Show every line of the entries below that contains the string "tower", copying each line in full. Case counts.
########################################
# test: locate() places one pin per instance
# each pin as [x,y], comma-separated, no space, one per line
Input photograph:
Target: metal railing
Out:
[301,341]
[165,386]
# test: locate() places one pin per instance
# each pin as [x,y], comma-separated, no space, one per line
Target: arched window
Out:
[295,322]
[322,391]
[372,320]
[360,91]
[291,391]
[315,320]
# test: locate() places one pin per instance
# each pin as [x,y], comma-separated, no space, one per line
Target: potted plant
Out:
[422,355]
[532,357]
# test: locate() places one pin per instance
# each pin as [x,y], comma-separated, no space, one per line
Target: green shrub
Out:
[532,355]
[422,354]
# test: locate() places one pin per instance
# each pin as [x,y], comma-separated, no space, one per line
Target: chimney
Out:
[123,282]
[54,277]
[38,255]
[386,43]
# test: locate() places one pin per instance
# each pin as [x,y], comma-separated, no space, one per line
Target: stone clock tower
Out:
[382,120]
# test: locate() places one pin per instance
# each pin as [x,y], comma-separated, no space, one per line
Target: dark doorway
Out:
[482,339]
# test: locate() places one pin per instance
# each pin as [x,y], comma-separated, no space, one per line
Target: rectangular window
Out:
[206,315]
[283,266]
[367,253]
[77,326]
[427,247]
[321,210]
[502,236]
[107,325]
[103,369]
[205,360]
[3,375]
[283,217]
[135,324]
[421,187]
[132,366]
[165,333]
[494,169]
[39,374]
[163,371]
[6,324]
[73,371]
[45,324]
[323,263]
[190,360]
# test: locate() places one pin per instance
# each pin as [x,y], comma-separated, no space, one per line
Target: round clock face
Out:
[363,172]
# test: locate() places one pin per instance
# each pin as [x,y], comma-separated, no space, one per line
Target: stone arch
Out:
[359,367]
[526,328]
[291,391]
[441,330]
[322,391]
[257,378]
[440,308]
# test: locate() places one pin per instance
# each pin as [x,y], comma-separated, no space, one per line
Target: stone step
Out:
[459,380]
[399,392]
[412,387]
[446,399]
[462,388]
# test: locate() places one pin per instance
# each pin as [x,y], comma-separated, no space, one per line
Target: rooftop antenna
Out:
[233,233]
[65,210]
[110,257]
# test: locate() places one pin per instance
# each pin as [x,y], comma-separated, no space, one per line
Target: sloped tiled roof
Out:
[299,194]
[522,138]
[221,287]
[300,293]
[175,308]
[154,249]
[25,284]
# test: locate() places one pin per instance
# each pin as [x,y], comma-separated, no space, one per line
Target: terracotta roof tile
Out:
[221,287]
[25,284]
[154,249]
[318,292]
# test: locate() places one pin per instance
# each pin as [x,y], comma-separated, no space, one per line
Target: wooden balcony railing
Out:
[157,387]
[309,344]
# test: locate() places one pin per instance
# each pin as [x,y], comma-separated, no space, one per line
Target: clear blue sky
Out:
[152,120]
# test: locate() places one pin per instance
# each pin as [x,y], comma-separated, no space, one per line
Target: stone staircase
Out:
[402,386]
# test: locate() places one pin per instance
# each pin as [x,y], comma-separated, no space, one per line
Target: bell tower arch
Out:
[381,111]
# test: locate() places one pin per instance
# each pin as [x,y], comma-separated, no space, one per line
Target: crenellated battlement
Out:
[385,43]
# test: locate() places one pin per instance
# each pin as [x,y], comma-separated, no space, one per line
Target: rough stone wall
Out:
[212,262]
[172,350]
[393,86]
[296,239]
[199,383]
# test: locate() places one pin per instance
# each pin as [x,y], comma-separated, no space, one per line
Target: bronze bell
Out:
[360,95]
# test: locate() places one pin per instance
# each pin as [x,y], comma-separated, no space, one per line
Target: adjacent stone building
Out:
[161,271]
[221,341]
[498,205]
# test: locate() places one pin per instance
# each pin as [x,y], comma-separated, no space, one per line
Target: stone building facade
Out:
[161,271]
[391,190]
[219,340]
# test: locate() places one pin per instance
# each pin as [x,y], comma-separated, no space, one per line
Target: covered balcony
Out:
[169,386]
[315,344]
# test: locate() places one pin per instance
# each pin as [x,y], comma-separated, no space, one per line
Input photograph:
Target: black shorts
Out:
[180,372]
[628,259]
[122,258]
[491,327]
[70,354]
########################################
Answer to the task:
Target: stone clock tower
Target: bell tower arch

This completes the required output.